- [Enunciado] Continue a entrevista sobre o trumpismo, o Estado-nação e a Europa a partir da última frase apresentada.

- [Artigo]
E a ideia de que o trumpismo poderia ser um fascismo?
Provavelmente, há no trumpismo
uma componente fascista, no sentido corrente do termo, em torno da tentação
autoritária. Mas a comparação fica-se por aqui. O fascismo era uma invenção
original que conseguiu fazer crer, durante um certo tempo que se podia arcaizar
e modernizar ao mesmo tempo. Os europeus
aprenderam pela própria história a entender e a criticar esse cruzamento
impossível. Trump é uma invenção muito mais difícil de descodificar. De que modo
atribuir a multimilionários a tarefa de proteger a classe média, ao mesmo tempo
que faz desaparecer o Estado-Providência? O fascismo defendia o Estado total,
Trump quer «desconstruir» o Estado federal. O absurdo da sua solução ver-se-ia,
não fora o negacionismo ecológico. Num certo sentido, ele é mais perverso que o
fascismo.
O que Trump propõe já existe – com Erdogan na Turquia e Putin na Rússia
-, ou trata-se de algo radicalmente diferente?
Há um espírito do tempo que
consiste em dizer: se os problemas que temos pela frente, tais como o clima as
migrações ou a finança, com os cientistasultrapassam as competências dos
Estados-nação, regressemos aos Estados-nação. È uma total contradição. Não
queremos admitir que pertencemos, não a um Estado-nação, mas a uma terra comum,
cujos componentes têm de ser avaliados. Mas o facto é que tudo é sustentado
pela negação das ciências, negação essa que existe também na Rússia e noutros
lados.
Vê alguma tradução no debate político francês?
A França continua com a clássica
divisão direita-esquerda. Ora, a questão ecológica só pode ser colocada se esta
clivagem for ultrapassada, sem contudo se cair num «nem direita, nem esquerda»,
(…)
Se o Estado-nação não é a escala adequada para alterar radicalmente a
nossa pertença ao solo, qual é a boa?
A nossa chance é a Europa. A
Europa é o lugar que abandonou os sonhos imperiais e ultrapassou o
Estado-nação. Trata-se da experiência mais avançada do ponto de vista da
inovação política.
Não é essa a impressão que muitas vezes dá…
Para uma instituição transnacional,
Bruxelas não funciona assim tão mal. Mas, temos ainda a Europa a que
pertencemos, a Europa-pátria. É sob este ângulo que devemos encarar a questão
dos migrantes, por exemplo. Nós, Europeus, estamos em migração no nosso próprio
solo. Por exemplo, pertenço a uma família de negociantes de vinho. As
alterações climáticas obrigam-nos a procurar outros lugares para plantar as
vinhas, a fazer o borgonha fora da Borgonha. A minha família migra e compra
novas terras; e o mesmo se passa com muitas outras empresas pelo mundo fora.
Não estou a comparar isto com a tragédia dos que atravessam o Mediterrâneo numa
barcaça pneumática. Mas em ambos os casos existe o fermento de uma fraternidade
necessária com os migrantes. A Europa julga-se ainda como se fosse uma
fortaleza, na verdade não passa de um refúgio.

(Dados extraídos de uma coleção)
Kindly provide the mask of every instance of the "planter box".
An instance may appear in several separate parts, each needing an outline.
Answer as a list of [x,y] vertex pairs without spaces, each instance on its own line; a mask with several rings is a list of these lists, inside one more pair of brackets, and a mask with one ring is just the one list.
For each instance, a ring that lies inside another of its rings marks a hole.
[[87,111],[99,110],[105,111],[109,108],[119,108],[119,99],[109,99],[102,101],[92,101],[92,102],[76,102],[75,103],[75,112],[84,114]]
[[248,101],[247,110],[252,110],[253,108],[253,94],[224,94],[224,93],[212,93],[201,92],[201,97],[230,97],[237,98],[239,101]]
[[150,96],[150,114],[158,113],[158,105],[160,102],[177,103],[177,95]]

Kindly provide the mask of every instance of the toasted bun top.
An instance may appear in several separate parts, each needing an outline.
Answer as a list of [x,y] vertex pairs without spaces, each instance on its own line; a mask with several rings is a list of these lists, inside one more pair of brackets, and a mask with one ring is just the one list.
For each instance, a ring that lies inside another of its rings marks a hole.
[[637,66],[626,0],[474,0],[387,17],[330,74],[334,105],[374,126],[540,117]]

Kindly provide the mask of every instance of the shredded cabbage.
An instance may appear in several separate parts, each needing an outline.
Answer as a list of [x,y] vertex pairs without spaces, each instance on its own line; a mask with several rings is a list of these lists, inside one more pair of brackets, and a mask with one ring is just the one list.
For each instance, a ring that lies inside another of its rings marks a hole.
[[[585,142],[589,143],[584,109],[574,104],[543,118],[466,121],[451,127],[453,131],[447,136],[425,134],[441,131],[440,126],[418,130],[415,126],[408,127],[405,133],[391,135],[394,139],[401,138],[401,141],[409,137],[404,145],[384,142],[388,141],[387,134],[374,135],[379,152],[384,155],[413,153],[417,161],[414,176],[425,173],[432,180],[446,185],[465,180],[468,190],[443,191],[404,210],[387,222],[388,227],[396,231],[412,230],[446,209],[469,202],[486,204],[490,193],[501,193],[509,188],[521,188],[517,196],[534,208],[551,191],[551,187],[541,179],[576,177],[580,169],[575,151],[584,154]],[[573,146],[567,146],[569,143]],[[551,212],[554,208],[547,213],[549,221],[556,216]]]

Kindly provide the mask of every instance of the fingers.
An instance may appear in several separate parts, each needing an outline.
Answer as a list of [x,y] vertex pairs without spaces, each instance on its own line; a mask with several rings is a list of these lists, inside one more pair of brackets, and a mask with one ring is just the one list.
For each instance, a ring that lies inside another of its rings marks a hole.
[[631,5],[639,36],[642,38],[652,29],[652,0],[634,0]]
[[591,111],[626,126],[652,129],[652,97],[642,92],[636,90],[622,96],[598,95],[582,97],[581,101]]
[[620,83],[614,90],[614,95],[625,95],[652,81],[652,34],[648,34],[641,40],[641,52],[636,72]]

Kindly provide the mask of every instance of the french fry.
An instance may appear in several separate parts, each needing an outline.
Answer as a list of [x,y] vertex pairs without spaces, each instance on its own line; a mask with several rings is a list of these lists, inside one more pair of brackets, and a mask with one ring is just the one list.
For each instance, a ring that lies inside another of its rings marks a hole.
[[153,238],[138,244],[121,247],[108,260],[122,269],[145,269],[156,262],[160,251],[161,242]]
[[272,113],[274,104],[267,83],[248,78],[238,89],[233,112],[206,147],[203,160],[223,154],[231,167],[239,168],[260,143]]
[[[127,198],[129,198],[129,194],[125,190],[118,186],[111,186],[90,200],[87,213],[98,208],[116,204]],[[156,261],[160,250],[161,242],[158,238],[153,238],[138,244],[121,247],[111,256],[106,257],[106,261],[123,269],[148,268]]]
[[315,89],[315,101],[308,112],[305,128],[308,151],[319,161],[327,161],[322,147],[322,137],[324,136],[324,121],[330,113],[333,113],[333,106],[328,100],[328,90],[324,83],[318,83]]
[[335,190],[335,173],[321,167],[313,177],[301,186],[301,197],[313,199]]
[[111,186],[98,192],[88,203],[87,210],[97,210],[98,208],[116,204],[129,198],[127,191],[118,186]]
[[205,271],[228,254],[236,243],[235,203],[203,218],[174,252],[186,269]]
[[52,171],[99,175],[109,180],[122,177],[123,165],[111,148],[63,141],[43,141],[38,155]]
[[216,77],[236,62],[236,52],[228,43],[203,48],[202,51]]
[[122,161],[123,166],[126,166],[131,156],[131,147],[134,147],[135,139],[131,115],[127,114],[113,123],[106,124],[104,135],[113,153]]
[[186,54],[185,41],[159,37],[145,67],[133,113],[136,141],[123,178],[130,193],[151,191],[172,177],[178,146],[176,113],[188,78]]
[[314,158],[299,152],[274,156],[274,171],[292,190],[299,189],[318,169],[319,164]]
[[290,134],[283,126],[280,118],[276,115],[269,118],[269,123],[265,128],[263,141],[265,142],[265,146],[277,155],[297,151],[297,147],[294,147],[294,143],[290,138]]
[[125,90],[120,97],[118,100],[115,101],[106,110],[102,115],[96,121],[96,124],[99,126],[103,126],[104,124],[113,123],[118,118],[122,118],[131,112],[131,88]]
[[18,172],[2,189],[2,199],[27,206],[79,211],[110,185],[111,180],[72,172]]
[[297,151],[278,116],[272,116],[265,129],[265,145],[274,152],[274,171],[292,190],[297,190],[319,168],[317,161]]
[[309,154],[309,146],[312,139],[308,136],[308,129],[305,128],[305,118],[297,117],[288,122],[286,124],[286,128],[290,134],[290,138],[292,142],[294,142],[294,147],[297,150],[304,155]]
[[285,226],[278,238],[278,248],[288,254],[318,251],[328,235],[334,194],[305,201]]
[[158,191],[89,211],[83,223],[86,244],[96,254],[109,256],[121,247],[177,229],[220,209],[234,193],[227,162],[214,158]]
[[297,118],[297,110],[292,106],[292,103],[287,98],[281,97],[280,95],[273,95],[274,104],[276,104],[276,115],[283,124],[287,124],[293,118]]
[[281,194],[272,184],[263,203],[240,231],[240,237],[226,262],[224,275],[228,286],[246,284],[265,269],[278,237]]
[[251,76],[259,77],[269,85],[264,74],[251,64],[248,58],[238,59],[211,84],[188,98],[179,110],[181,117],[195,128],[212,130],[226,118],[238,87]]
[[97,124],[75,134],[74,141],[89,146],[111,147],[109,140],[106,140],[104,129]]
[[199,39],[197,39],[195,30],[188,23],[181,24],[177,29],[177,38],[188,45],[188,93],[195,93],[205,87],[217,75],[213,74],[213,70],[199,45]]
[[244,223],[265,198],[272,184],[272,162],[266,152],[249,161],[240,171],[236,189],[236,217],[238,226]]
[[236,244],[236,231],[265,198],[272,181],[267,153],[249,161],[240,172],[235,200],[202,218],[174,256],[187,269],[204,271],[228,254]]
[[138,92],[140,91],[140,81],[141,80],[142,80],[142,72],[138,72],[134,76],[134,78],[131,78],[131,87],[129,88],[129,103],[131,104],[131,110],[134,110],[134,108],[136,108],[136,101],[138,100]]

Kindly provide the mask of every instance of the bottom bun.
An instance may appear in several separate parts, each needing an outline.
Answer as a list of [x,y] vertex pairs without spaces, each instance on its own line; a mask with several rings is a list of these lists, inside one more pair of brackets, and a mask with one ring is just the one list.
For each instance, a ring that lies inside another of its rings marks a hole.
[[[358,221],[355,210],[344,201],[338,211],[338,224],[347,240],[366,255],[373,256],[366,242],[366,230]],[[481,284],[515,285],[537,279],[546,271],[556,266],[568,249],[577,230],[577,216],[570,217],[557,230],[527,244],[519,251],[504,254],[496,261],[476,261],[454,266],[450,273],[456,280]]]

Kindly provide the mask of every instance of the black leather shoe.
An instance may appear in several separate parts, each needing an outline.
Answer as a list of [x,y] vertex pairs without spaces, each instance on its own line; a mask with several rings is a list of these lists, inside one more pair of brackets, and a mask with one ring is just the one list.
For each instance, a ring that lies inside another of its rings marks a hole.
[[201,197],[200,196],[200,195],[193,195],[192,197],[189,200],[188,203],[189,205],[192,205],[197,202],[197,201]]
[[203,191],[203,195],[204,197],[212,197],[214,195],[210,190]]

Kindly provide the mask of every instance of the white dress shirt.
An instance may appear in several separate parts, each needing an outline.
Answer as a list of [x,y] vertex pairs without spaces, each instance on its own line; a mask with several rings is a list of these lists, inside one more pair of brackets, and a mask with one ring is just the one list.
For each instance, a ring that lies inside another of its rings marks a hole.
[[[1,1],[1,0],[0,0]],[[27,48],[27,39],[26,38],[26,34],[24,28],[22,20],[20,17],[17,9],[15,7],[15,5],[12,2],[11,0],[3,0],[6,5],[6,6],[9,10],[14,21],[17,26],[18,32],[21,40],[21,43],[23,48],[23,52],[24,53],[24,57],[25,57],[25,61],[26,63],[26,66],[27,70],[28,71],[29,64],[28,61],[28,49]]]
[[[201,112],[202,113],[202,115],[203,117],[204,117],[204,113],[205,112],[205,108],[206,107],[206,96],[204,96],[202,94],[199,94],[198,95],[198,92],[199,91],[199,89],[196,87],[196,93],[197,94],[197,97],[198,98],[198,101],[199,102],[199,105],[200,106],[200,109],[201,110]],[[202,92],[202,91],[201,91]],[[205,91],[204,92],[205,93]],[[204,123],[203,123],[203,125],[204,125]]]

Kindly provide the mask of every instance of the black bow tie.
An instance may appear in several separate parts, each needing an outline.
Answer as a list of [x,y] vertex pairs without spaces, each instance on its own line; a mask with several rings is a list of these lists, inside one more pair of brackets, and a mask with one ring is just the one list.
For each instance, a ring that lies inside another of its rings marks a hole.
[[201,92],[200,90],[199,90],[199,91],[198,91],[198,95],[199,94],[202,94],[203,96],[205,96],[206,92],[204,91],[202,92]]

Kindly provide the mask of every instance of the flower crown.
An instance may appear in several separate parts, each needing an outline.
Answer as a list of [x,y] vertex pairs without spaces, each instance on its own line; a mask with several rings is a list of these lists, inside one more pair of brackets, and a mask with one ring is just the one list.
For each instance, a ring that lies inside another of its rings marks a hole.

- [Resultado final]
Não é esse o caminho que está a seguir…
Em termos institucionais, está
muito mais avançada que o Estado-nação. Muito mais inteligente, subtil, cheia
de possibilidades, de direitos, de invenções. As invenções jurídicas, a
moralização da vida política, a organização da atividade científica foi ela que
no-las ensinou. É preciso ser inglês para o esquecer. É verdade que a Europa
não se concebe como solo. Há pouco, vi, em Florença, a primeira bandeira
europeia. Com seis estrelas, duas listas horizontais – uma negra, outra azul
- significando o carvão e o aço. À saída
da guerra, soubemos fazer a Europa a partir de baixo, isto é, do carvão e do
aço. Hoje, é preciso refazer a Europa a partir do solo. Temos a sorte de ter
ultrapassado o problema da soberania, temos uma consciência histórica da nossa
responsabilidade, possuímos territórios incríveis, diversos, múltiplos, temos
cidades. A pátria europeia tem um enorme poder mítico e uma rara solidez científica
e ecológica. Surpreende-me imenso que os candidatos à eleição presidencial
quase nunca falem disto.
Onde vê os germes da esperança?
Há exemplos, por todo o lado,
desde o filme «Amanhã» até aos Amap [associações
de defesa de uma agricultura camponesa, n. da red.], e outras relações
comerciais de proximidade, passando pelo retorno à noção de «comum». A questão
da luta de classes volta, mas territorializada. Claro que isso é frequentemente
perturbada pela ideia de localidade. A globalização impôs a oposição
global-local e acreditou-se que bastava relocalizar para resolver o problema.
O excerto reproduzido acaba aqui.